* ЦЕЛЬ ЗАДАНИЯ *
Перепишите фрагмент интервью, начиная со слов «ММ: Вам удалось» и заканчивая словами «была случайная встреча?», заменив «поэта» на «автора».

* ФРАГМЕНТ ТЕКСТА *
↓↓↓

ММ: Вам удалось приблизиться к Чеславу Милошу в последние годы его жизни и, получив одобрение поэта, стать его переводчиком. Что предшествовало этому? Долгая дружба? Или это была случайная встреча?
АР: Ни то, ни другое. Впервые мы встретились в 2000 году, а первые серьезные переводы я показал Милошу в 2001. Можно ли назвать случайной встречу, в результате которой сегодня полтора десятка переведенных мной и изданных в России и в Польше книг стоят у меня на полке, а общий список литературных публикаций приближается к 70? Только внешне эта история кажется цепочкой счастливых случайностей. Очевидно, внутренне надо было быть готовым к произошедшей метаморфозе. Как оказалось, предыстория моей собственной жизни и польский язык, которым я к тому времени уже владел, не противоречили, а, похоже, даже способствовали этому.

↑↑↑

* ИСХОДНЫЕ СТРОКИ *

↓↓↓

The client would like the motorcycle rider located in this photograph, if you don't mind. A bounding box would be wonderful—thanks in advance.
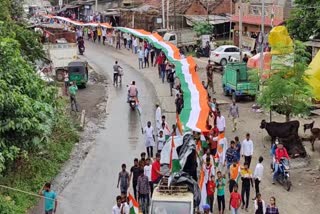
[77,36,85,54]
[127,81,138,102]
[113,61,122,86]
[272,142,290,184]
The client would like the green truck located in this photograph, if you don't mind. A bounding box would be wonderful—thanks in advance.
[222,62,258,102]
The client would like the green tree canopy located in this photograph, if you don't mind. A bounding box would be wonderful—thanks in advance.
[287,0,320,41]
[254,41,312,120]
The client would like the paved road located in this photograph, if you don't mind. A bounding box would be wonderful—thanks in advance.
[57,43,156,214]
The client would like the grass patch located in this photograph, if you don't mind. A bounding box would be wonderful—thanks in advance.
[0,99,79,214]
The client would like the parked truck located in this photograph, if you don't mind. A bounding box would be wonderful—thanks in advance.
[163,29,198,51]
[44,43,78,82]
[149,179,194,214]
[222,62,258,102]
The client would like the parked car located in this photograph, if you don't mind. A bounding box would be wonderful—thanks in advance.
[210,45,252,66]
[222,62,258,102]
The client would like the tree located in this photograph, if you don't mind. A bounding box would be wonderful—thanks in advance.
[257,41,312,121]
[193,22,213,36]
[0,0,11,21]
[287,0,320,41]
[0,18,57,173]
[0,22,45,63]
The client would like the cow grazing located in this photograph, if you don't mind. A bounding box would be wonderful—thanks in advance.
[303,121,314,133]
[310,128,320,152]
[260,120,300,142]
[279,135,307,158]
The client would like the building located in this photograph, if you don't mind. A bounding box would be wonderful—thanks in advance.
[305,32,320,58]
[232,0,293,51]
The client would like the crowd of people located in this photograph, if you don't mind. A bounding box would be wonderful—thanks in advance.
[93,25,288,214]
[38,15,289,214]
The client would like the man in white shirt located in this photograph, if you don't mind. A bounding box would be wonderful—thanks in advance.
[253,156,263,197]
[112,195,121,214]
[156,103,161,132]
[138,47,144,69]
[203,157,216,184]
[143,158,153,196]
[241,133,253,168]
[102,27,107,45]
[216,111,226,132]
[143,121,155,158]
[202,148,214,166]
[121,197,130,214]
[132,38,138,54]
[212,132,228,171]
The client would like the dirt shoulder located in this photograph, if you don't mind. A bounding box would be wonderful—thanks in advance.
[29,69,108,214]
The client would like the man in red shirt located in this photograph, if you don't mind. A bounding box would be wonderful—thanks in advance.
[151,153,162,194]
[275,143,290,163]
[272,143,290,184]
[229,184,242,213]
[207,175,216,213]
[154,52,165,78]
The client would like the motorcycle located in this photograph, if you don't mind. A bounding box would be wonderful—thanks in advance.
[129,97,137,111]
[195,46,210,58]
[276,158,292,191]
[79,46,85,55]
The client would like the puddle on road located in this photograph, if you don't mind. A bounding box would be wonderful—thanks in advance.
[127,110,141,150]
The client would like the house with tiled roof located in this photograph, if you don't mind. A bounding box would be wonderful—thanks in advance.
[231,0,293,46]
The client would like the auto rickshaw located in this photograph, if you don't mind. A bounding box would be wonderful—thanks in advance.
[68,60,88,88]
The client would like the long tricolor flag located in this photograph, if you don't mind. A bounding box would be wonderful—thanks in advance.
[169,137,181,173]
[116,27,209,132]
[128,193,139,214]
[198,167,207,211]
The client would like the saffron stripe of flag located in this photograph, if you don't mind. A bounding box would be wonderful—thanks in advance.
[169,136,181,173]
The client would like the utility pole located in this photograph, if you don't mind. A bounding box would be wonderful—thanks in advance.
[207,0,210,24]
[229,0,232,41]
[259,0,265,80]
[167,0,170,30]
[161,0,166,29]
[173,0,177,30]
[239,0,243,50]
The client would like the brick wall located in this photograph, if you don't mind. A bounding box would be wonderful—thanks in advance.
[211,0,235,14]
[185,1,207,15]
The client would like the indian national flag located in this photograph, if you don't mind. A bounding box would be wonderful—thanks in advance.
[170,136,181,172]
[128,193,139,214]
[176,113,183,136]
[198,167,207,211]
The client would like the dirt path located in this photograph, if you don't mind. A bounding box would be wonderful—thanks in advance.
[29,69,108,214]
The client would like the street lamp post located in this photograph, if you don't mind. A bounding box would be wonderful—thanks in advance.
[239,0,243,58]
[161,0,166,29]
[259,0,265,80]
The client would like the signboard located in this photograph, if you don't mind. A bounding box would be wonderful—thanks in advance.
[201,35,210,48]
[271,53,294,70]
[242,36,256,51]
[156,18,162,24]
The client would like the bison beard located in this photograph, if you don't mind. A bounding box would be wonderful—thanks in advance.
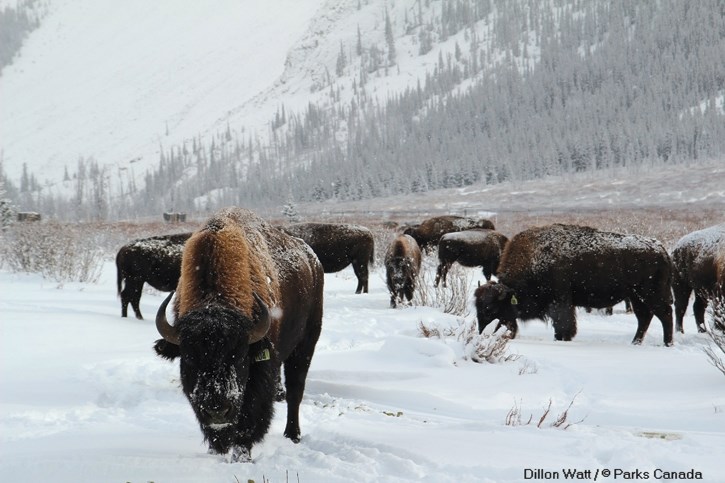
[385,235,421,308]
[474,224,673,346]
[155,209,324,461]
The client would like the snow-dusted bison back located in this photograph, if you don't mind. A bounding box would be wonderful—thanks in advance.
[475,224,672,346]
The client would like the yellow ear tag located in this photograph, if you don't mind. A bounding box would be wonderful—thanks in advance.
[254,349,272,362]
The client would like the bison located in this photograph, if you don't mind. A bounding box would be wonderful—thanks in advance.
[435,229,508,287]
[474,224,673,346]
[403,215,495,250]
[672,223,725,332]
[116,233,191,319]
[385,235,421,308]
[154,208,324,462]
[279,223,375,293]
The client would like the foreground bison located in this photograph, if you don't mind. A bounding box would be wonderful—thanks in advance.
[672,223,725,332]
[385,235,421,308]
[155,208,324,461]
[116,233,191,319]
[403,215,495,250]
[475,224,672,346]
[435,229,508,287]
[280,223,375,293]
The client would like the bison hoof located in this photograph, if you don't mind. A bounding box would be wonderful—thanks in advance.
[230,446,252,463]
[284,431,300,444]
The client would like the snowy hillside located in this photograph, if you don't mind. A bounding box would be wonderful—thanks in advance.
[0,0,476,197]
[0,0,323,184]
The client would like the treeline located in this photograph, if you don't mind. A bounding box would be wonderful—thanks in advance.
[7,0,725,221]
[148,0,725,214]
[0,0,42,73]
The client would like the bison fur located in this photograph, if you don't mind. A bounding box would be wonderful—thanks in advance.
[385,235,421,308]
[155,208,324,461]
[280,223,375,293]
[116,233,191,319]
[403,215,495,250]
[672,223,725,332]
[435,229,508,287]
[474,224,673,346]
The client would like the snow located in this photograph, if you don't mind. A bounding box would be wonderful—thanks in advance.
[0,0,323,184]
[0,260,725,483]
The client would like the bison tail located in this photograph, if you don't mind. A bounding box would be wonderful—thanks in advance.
[116,265,124,297]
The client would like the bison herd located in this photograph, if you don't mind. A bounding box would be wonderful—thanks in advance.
[116,208,725,461]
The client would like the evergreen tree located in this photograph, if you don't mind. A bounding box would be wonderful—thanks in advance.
[385,8,395,65]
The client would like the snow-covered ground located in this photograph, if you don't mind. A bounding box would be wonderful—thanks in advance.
[0,261,725,483]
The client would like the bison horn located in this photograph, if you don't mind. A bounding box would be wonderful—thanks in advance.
[156,292,179,345]
[249,292,272,344]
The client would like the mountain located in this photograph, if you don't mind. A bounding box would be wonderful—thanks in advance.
[0,0,725,219]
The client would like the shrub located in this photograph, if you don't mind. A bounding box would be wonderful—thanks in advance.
[418,321,519,364]
[703,295,725,374]
[413,255,473,317]
[1,223,103,283]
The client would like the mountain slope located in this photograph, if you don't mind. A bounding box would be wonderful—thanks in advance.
[0,0,322,184]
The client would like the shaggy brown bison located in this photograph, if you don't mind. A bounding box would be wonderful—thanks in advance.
[155,208,324,461]
[116,233,191,319]
[475,224,672,346]
[672,223,725,332]
[279,223,375,293]
[385,235,421,308]
[435,229,508,287]
[403,215,495,250]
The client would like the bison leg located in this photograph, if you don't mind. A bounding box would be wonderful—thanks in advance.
[433,263,451,288]
[692,293,707,332]
[121,279,144,320]
[284,320,322,443]
[352,260,368,293]
[483,263,496,282]
[631,297,654,345]
[672,278,699,334]
[548,301,577,341]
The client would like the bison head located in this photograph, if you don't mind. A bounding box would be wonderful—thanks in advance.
[156,292,271,453]
[387,257,417,307]
[474,282,518,337]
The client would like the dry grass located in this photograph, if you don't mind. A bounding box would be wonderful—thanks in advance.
[504,391,584,429]
[418,321,520,364]
[703,295,725,375]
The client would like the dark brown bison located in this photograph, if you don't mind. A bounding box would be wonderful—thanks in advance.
[116,233,191,319]
[672,223,725,332]
[155,208,324,461]
[385,235,421,308]
[475,224,672,346]
[403,215,495,250]
[435,229,508,287]
[279,223,375,293]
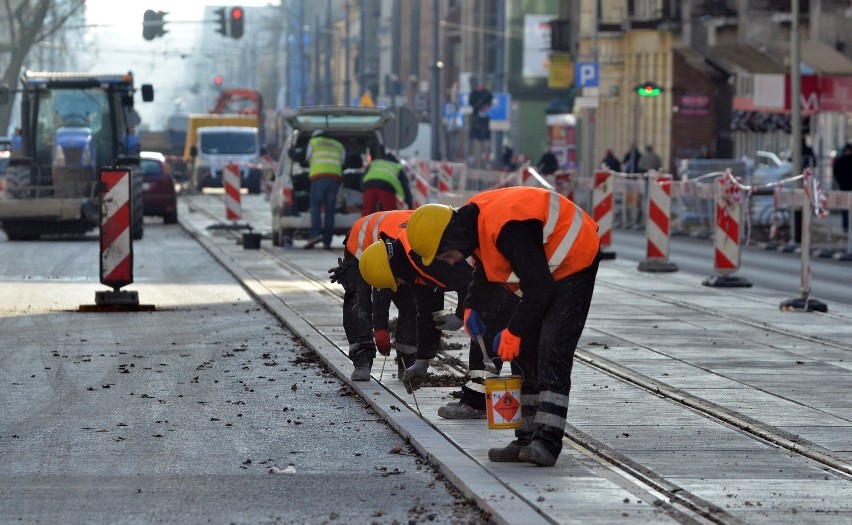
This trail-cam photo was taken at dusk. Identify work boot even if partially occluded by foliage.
[488,394,538,463]
[516,439,559,467]
[349,352,373,381]
[438,403,486,419]
[488,439,530,463]
[396,343,417,379]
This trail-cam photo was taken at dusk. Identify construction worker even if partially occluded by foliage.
[305,129,346,249]
[360,235,518,419]
[403,187,601,466]
[329,210,472,381]
[361,149,414,215]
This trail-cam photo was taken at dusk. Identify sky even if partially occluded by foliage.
[86,0,275,129]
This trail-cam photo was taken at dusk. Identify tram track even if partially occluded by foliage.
[256,227,852,525]
[186,194,852,525]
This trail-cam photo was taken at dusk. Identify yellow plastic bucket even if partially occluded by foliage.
[485,376,521,429]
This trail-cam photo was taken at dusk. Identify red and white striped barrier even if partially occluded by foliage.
[592,171,615,259]
[639,172,678,272]
[702,170,751,288]
[222,162,242,221]
[87,167,155,312]
[100,168,133,290]
[411,171,429,209]
[438,162,453,193]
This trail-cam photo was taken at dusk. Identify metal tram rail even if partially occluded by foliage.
[188,195,852,524]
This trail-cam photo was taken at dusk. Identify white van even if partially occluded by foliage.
[190,126,265,193]
[269,106,393,247]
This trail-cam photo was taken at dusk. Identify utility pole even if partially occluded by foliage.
[790,0,810,244]
[429,0,443,160]
[343,0,352,106]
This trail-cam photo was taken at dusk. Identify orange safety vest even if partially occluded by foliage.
[346,210,446,288]
[397,228,447,288]
[468,187,600,293]
[346,210,414,259]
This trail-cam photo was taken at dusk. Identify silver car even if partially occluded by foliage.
[269,106,394,247]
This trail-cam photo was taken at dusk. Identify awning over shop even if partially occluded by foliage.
[799,40,852,76]
[707,44,787,75]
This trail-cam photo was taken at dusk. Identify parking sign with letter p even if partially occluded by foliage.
[574,62,598,87]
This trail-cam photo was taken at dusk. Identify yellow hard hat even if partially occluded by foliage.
[358,241,396,292]
[405,204,453,266]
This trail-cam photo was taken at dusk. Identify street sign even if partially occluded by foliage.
[574,97,599,109]
[574,62,600,87]
[459,91,512,121]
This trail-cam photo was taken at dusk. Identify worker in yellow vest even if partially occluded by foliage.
[402,187,601,466]
[305,130,346,250]
[361,149,414,215]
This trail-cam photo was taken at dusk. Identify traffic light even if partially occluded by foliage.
[230,7,245,38]
[634,81,663,97]
[213,7,229,36]
[142,9,168,40]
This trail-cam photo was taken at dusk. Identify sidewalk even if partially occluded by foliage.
[181,198,852,524]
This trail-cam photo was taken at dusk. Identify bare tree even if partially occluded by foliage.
[0,0,86,130]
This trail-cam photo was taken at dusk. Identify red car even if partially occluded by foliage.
[139,151,177,224]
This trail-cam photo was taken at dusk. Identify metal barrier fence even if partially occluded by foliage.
[406,160,852,254]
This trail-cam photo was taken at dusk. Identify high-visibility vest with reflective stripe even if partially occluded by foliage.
[308,137,343,178]
[363,159,405,199]
[397,230,447,289]
[468,187,600,291]
[346,210,414,259]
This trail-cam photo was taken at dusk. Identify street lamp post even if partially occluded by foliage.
[429,0,443,160]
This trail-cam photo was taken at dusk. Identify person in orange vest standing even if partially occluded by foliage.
[361,149,414,215]
[403,187,601,466]
[328,210,472,381]
[305,130,346,249]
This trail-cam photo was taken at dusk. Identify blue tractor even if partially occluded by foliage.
[0,71,154,240]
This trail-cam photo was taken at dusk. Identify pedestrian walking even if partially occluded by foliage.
[305,130,346,249]
[637,144,663,173]
[361,149,414,215]
[621,144,642,173]
[329,210,472,381]
[601,149,621,171]
[403,187,601,466]
[536,148,559,175]
[831,142,852,233]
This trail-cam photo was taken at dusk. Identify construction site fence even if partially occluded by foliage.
[406,159,852,253]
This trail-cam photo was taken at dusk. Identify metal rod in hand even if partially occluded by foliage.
[408,381,423,416]
[476,335,497,374]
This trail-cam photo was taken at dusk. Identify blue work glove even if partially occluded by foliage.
[432,309,464,332]
[328,257,346,284]
[464,308,485,339]
[402,359,429,394]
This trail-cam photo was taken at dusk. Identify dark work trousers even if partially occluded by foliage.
[512,255,600,456]
[372,284,417,348]
[459,283,521,410]
[340,250,376,360]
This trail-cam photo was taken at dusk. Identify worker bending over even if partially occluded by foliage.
[403,187,600,466]
[329,210,472,381]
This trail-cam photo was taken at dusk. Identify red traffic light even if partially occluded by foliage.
[229,7,245,38]
[633,82,663,97]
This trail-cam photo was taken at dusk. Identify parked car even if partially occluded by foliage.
[139,151,177,224]
[748,151,793,226]
[269,106,394,246]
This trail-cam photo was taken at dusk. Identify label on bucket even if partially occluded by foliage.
[485,377,521,428]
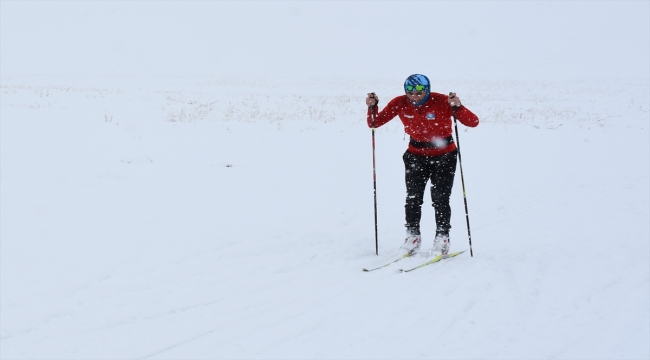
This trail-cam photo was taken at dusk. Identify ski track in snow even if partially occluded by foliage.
[0,77,650,359]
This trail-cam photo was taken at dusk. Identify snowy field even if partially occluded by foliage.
[0,76,650,359]
[0,0,650,360]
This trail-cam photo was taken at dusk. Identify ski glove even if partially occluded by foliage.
[366,93,379,108]
[449,93,463,107]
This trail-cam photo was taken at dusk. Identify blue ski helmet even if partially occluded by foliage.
[404,74,431,106]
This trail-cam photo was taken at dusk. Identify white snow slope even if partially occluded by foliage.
[0,76,650,359]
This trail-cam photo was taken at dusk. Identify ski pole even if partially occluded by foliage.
[449,93,474,257]
[370,105,379,256]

↑↑↑

* РЕЗУЛЬТАТ ЗАДАНИЯ *
ММ: Вам удалось приблизиться к Чеславу Милошу в последние годы его жизни и, получив одобрение автора, стать его переводчиком. Что предшествовало этому? Долгая дружба? Или это была случайная встреча?